Aim of the exercise |
Answer these questions from the thread on sharing a data pool with DDP:
1. What does rvarm1 suggest for coordinating updates within a single node?
2. What does CDhere say torch.multiprocessing is?
3. For sharing data across multiple machines, what does mrshenli propose using to push and pull data between processes?

Text |
Shared data pool with DDP

CDhere · January 25, 2021, 9:04pm

Hi, I’m writing an algorithm where the data pool is affected by the outcome of the trained model at each epoch. This means that while I can use DDP to create copies of the model on GPUs, the data pool where the training samples are drawn from should be shared among all processes. Is there a good way to achieve this? How do I collect results from multiple processes to update the shared pool, before continuing to the next training epoch?

Many thanks!

rvarm1 · January 26, 2021, 12:30am

Hi, if you’re within a single node you can probably coordinate these updates with something like a multiprocessing.Manager, see multiprocessing — Process-based parallelism — Python 3.9.1 documentation.

Alternatively, if your training is across different nodes entirely, you have a few options:

Have a per-node data pool, and just proceed with the above approach
Have a global data pool that is replicated across each node with the MP manager. You can then probably use pytorch APIs such as dist.broadcast_object_list and dist.scatter_object_list to share the required data.

CDhere · January 29, 2021, 12:34am

Thank you for the suggestion! So far I’m satisfied with single-machine, multi-gpu setting. I did a bit of research and here’s a good post on how to use mp.Manager: https://stackoverflow.com/questions/10415028/how-can-i-recover-the-return-value-of-a-function-passed-to-multiprocessing-proce, in case anyone else is interested. BTW I should point out that torch.multiprocessing is just a thin layer of wrapping around Python’s native multiprocessing, so most stuff are similar and can be used directly in the same style.

Basically a dict can be shared among processes spawned, which suits my case. I guess any pickable primitives like List will also do, though.

Will be back and update this thread once I’ve extended to a multi-machine setting.

mrshenli · January 29, 2021, 3:37pm

For multiple machine data sharing, one option would be letting one process to serve as the data store, and use torch.distributed.rpc to push/pull data across processes.

External_happy · February 12, 2024, 4:06pm

Can you give more details on how you did that ?

Provided data |
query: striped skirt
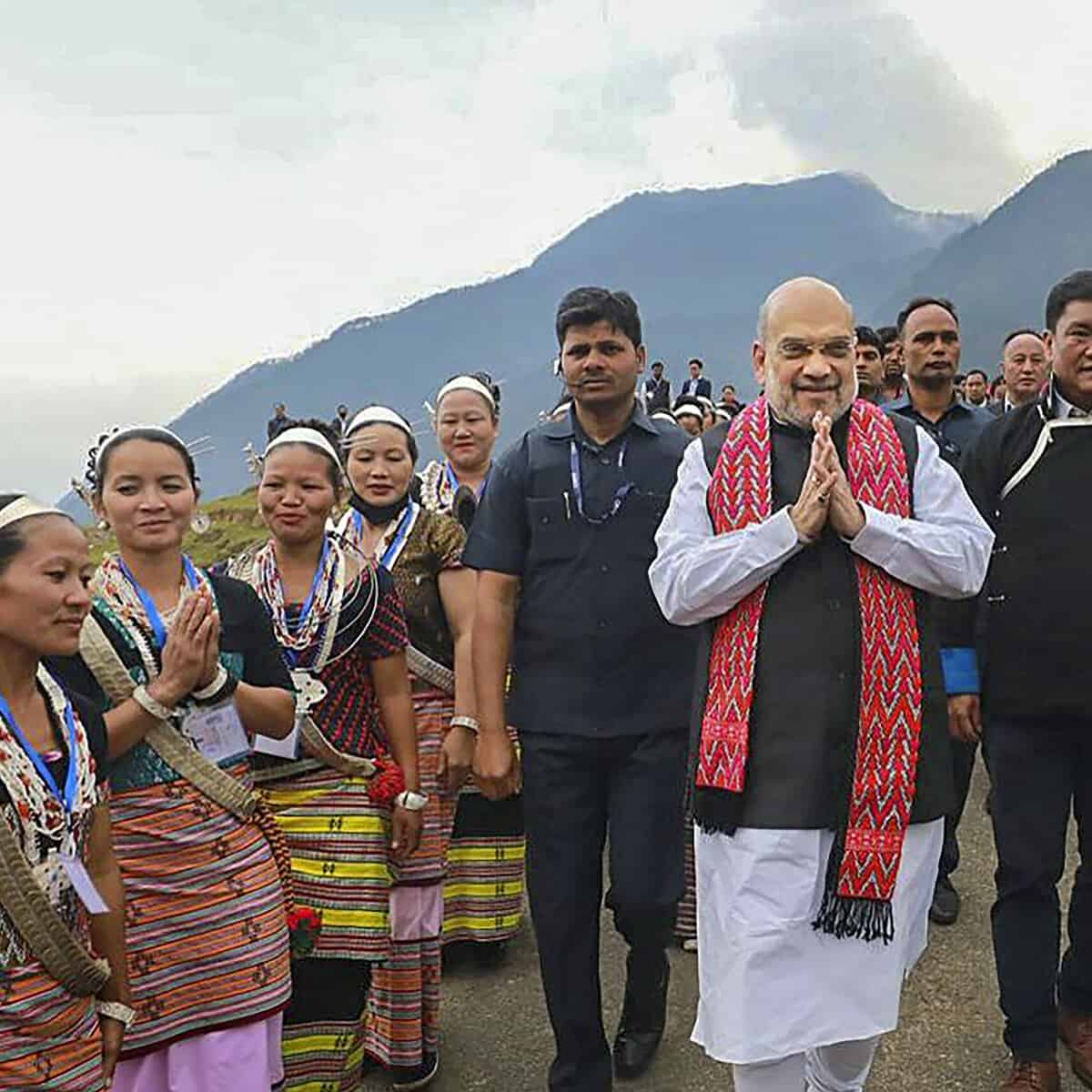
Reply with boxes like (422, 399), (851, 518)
(262, 769), (391, 1092)
(443, 784), (528, 945)
(675, 819), (698, 941)
(366, 682), (455, 1067)
(110, 768), (290, 1057)
(0, 969), (103, 1092)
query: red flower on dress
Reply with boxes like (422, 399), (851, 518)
(368, 759), (406, 807)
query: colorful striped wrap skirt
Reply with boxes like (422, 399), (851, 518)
(366, 679), (457, 1067)
(0, 965), (103, 1092)
(110, 761), (291, 1058)
(262, 766), (391, 1092)
(443, 730), (528, 945)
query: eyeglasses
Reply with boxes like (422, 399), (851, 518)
(777, 338), (857, 360)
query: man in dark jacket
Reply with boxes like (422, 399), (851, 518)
(952, 269), (1092, 1092)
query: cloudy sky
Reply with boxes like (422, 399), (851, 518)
(0, 0), (1092, 496)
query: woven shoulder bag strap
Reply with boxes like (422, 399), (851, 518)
(80, 615), (258, 821)
(0, 818), (110, 997)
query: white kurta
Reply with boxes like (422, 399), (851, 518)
(693, 819), (945, 1065)
(649, 417), (994, 1065)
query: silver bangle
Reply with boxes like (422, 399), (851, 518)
(190, 664), (228, 701)
(132, 682), (175, 721)
(95, 999), (136, 1031)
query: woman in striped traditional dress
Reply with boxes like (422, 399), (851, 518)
(230, 421), (424, 1092)
(0, 493), (132, 1092)
(339, 406), (477, 1090)
(420, 372), (526, 966)
(49, 428), (295, 1092)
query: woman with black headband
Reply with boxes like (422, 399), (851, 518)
(421, 371), (526, 966)
(230, 421), (426, 1090)
(339, 406), (477, 1088)
(0, 493), (133, 1092)
(49, 427), (295, 1092)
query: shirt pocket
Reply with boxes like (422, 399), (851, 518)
(526, 497), (577, 564)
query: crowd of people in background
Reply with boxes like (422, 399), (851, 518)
(0, 271), (1092, 1092)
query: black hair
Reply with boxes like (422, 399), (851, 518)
(0, 492), (75, 577)
(553, 288), (641, 346)
(84, 428), (201, 497)
(1001, 327), (1043, 353)
(266, 417), (342, 493)
(895, 296), (959, 338)
(347, 402), (420, 463)
(854, 327), (884, 356)
(436, 371), (500, 420)
(1046, 269), (1092, 333)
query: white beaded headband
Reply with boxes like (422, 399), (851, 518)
(436, 376), (497, 410)
(0, 497), (66, 531)
(262, 426), (340, 466)
(345, 406), (413, 447)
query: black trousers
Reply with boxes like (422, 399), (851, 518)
(937, 737), (978, 880)
(986, 715), (1092, 1060)
(520, 731), (687, 1092)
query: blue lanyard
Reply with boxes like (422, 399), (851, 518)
(284, 539), (329, 667)
(0, 694), (80, 815)
(353, 500), (417, 571)
(443, 459), (492, 500)
(569, 437), (635, 525)
(119, 553), (197, 649)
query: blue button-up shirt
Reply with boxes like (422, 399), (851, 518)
(463, 405), (695, 736)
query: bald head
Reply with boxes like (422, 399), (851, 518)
(758, 277), (853, 345)
(752, 277), (857, 428)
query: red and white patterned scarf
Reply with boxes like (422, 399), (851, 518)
(697, 399), (922, 940)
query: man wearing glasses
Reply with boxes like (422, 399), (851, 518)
(885, 296), (994, 925)
(463, 288), (694, 1092)
(650, 278), (993, 1092)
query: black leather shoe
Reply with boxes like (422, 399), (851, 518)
(613, 955), (672, 1080)
(929, 875), (960, 925)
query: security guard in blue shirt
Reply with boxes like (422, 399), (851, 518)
(463, 288), (694, 1092)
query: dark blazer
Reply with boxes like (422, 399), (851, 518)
(679, 376), (713, 399)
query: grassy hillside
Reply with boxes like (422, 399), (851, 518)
(87, 490), (268, 566)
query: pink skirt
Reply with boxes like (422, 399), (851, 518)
(110, 1014), (284, 1092)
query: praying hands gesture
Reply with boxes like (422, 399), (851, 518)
(788, 413), (864, 542)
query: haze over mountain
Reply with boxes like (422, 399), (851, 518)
(62, 153), (1092, 511)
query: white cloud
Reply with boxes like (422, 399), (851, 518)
(0, 0), (1092, 492)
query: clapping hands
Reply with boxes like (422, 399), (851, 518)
(788, 413), (864, 542)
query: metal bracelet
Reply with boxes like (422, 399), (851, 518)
(132, 682), (175, 721)
(190, 664), (228, 701)
(451, 714), (480, 736)
(95, 999), (136, 1031)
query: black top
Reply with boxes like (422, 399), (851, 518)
(951, 391), (1092, 717)
(47, 574), (294, 792)
(695, 414), (951, 830)
(884, 394), (994, 470)
(463, 406), (694, 736)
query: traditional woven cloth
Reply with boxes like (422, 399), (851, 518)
(0, 969), (103, 1092)
(366, 683), (455, 1066)
(697, 399), (922, 940)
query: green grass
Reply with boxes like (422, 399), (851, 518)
(87, 490), (268, 567)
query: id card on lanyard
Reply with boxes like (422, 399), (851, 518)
(0, 694), (110, 914)
(182, 700), (250, 765)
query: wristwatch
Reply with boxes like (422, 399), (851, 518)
(95, 1000), (136, 1031)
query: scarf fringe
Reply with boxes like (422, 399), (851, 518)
(812, 831), (895, 945)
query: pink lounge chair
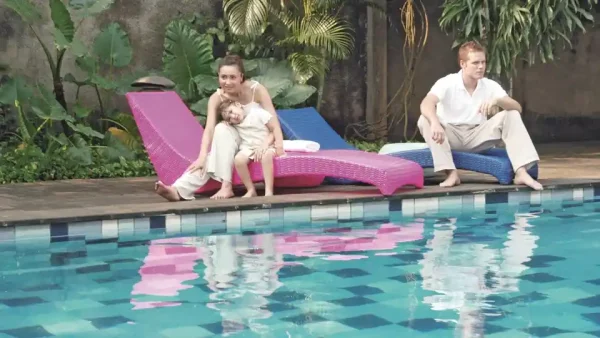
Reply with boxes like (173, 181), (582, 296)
(126, 91), (424, 195)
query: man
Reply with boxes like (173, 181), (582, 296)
(418, 42), (543, 190)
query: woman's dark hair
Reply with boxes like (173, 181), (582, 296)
(218, 54), (246, 82)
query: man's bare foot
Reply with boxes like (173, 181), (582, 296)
(513, 167), (544, 191)
(210, 186), (234, 200)
(154, 181), (181, 202)
(440, 169), (460, 188)
(242, 189), (258, 198)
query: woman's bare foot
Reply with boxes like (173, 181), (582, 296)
(154, 181), (181, 202)
(242, 189), (258, 198)
(440, 169), (460, 188)
(210, 182), (234, 200)
(513, 167), (544, 190)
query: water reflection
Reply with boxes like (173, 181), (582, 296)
(420, 215), (539, 338)
(131, 223), (423, 334)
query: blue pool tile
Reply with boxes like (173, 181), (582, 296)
(398, 318), (449, 332)
(0, 297), (47, 307)
(327, 268), (369, 278)
(0, 325), (54, 338)
(150, 215), (167, 229)
(265, 303), (298, 312)
(200, 320), (246, 336)
(522, 326), (571, 337)
(581, 312), (600, 326)
(338, 314), (392, 330)
(50, 223), (69, 242)
(22, 284), (62, 292)
(267, 291), (306, 303)
(87, 316), (131, 330)
(279, 266), (315, 278)
(393, 253), (423, 263)
(75, 264), (110, 274)
(573, 295), (600, 307)
(281, 312), (327, 325)
(523, 255), (566, 268)
(485, 192), (508, 204)
(519, 272), (564, 283)
(345, 285), (383, 296)
(390, 200), (402, 211)
(329, 296), (375, 307)
(390, 273), (423, 283)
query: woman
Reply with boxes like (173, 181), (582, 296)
(156, 55), (283, 201)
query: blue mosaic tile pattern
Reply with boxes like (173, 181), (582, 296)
(0, 189), (600, 338)
(0, 187), (600, 245)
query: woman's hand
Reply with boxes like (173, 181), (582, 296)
(186, 157), (206, 175)
(275, 144), (285, 157)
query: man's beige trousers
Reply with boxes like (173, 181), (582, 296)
(418, 110), (540, 171)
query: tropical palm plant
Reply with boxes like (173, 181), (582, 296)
(223, 0), (378, 106)
(439, 0), (598, 89)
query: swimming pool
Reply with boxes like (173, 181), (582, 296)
(0, 189), (600, 338)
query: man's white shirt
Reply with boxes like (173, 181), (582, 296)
(429, 70), (508, 124)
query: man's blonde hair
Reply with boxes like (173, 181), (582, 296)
(458, 41), (485, 65)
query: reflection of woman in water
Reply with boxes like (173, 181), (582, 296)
(203, 234), (283, 335)
(420, 216), (539, 338)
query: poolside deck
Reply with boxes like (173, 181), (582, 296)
(0, 142), (600, 225)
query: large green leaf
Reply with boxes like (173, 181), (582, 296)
(194, 74), (219, 95)
(252, 75), (293, 99)
(163, 20), (213, 100)
(69, 0), (115, 17)
(98, 132), (135, 160)
(67, 134), (92, 165)
(49, 0), (75, 43)
(273, 84), (317, 108)
(31, 82), (74, 121)
(223, 0), (271, 36)
(3, 0), (42, 24)
(0, 76), (33, 106)
(67, 122), (104, 139)
(94, 22), (133, 67)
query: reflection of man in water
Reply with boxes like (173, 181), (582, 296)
(203, 234), (283, 335)
(420, 216), (539, 338)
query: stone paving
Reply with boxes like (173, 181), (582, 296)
(0, 142), (600, 224)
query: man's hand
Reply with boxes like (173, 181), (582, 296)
(479, 99), (499, 116)
(431, 122), (446, 144)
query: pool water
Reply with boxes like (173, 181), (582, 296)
(0, 200), (600, 338)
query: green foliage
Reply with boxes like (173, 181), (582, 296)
(439, 0), (597, 77)
(163, 19), (316, 121)
(346, 140), (385, 153)
(0, 145), (156, 184)
(163, 19), (213, 101)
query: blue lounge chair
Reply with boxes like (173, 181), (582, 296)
(277, 108), (538, 184)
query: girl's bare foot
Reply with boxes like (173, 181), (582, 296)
(154, 181), (181, 202)
(242, 190), (257, 198)
(513, 167), (544, 190)
(440, 169), (460, 188)
(210, 182), (234, 200)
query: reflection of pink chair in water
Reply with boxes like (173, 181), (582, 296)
(131, 223), (423, 309)
(131, 238), (202, 310)
(260, 223), (423, 260)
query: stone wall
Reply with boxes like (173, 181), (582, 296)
(0, 0), (600, 142)
(0, 0), (222, 109)
(387, 0), (600, 142)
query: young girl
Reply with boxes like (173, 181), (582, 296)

In response |
1. Something like a multiprocessing.Manager.
2. A thin layer of wrapping around Python's native multiprocessing.
3. torch.distributed.rpc, with one process serving as the data store.